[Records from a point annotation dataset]
Begin
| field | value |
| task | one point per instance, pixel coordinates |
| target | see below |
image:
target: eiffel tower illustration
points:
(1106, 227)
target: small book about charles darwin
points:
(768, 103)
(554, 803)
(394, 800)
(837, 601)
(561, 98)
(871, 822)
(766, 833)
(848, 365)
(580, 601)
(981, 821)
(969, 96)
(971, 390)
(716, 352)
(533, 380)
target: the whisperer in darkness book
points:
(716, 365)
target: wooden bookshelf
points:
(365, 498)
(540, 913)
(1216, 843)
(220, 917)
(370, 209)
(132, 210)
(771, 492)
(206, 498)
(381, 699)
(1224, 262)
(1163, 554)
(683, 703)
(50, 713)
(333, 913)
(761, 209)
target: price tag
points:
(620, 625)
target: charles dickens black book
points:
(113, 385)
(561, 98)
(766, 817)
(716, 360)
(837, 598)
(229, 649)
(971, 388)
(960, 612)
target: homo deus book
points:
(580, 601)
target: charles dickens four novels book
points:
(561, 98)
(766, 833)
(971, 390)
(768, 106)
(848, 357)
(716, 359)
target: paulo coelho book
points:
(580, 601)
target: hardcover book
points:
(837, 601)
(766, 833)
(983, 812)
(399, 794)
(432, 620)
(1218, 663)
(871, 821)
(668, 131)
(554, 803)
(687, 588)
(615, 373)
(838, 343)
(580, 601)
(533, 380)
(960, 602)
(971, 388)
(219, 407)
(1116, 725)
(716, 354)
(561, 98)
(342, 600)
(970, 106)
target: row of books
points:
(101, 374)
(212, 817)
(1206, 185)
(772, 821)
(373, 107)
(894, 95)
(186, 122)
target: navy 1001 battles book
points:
End
Convert every line of the listing above into a JSON array of strings, one string per line, omitting any blank lines.

[
  "| field | value |",
  "| task | one point per instance, pixel coordinates |",
  "| target | see below |",
  "image:",
  "target: eiffel tower illustration",
  "points:",
  "(1106, 227)",
  "target: small book about charles darwin",
  "points:",
  "(768, 103)",
  "(554, 803)",
  "(394, 800)",
  "(837, 601)",
  "(561, 98)",
  "(871, 822)",
  "(766, 833)",
  "(848, 365)",
  "(580, 601)",
  "(981, 821)",
  "(969, 96)",
  "(971, 390)",
  "(716, 352)",
  "(533, 380)",
  "target: the whisperer in darkness book",
  "points:",
  "(716, 365)",
  "target: wooden bookshelf",
  "points:",
  "(365, 498)",
  "(540, 913)",
  "(1216, 843)",
  "(220, 917)",
  "(370, 209)",
  "(132, 210)",
  "(771, 492)",
  "(206, 498)",
  "(381, 699)",
  "(1224, 262)",
  "(1163, 554)",
  "(683, 703)",
  "(50, 713)",
  "(333, 913)",
  "(761, 209)",
  "target: price tag",
  "points:",
  "(620, 625)",
  "target: charles dickens black book",
  "points:",
  "(113, 385)",
  "(561, 98)",
  "(766, 817)",
  "(716, 360)",
  "(837, 598)",
  "(229, 649)",
  "(971, 388)",
  "(960, 612)",
  "target: homo deus book",
  "points:",
  "(580, 601)",
  "target: charles dickens four novels book",
  "points:",
  "(561, 98)",
  "(766, 833)",
  "(971, 390)",
  "(768, 106)",
  "(848, 357)",
  "(716, 359)",
  "target: paulo coelho book",
  "points:",
  "(580, 601)",
  "target: hardcover book",
  "points:",
  "(837, 601)",
  "(766, 833)",
  "(983, 812)",
  "(399, 794)",
  "(432, 620)",
  "(1218, 663)",
  "(871, 821)",
  "(668, 131)",
  "(554, 803)",
  "(687, 588)",
  "(615, 373)",
  "(838, 343)",
  "(580, 601)",
  "(533, 380)",
  "(960, 602)",
  "(971, 388)",
  "(219, 407)",
  "(1116, 725)",
  "(716, 354)",
  "(561, 98)",
  "(342, 600)",
  "(970, 106)",
  "target: row of books",
  "points:",
  "(101, 374)",
  "(212, 817)",
  "(1206, 185)",
  "(772, 821)",
  "(373, 107)",
  "(894, 95)",
  "(186, 122)",
  "target: navy 1001 battles book",
  "points:"
]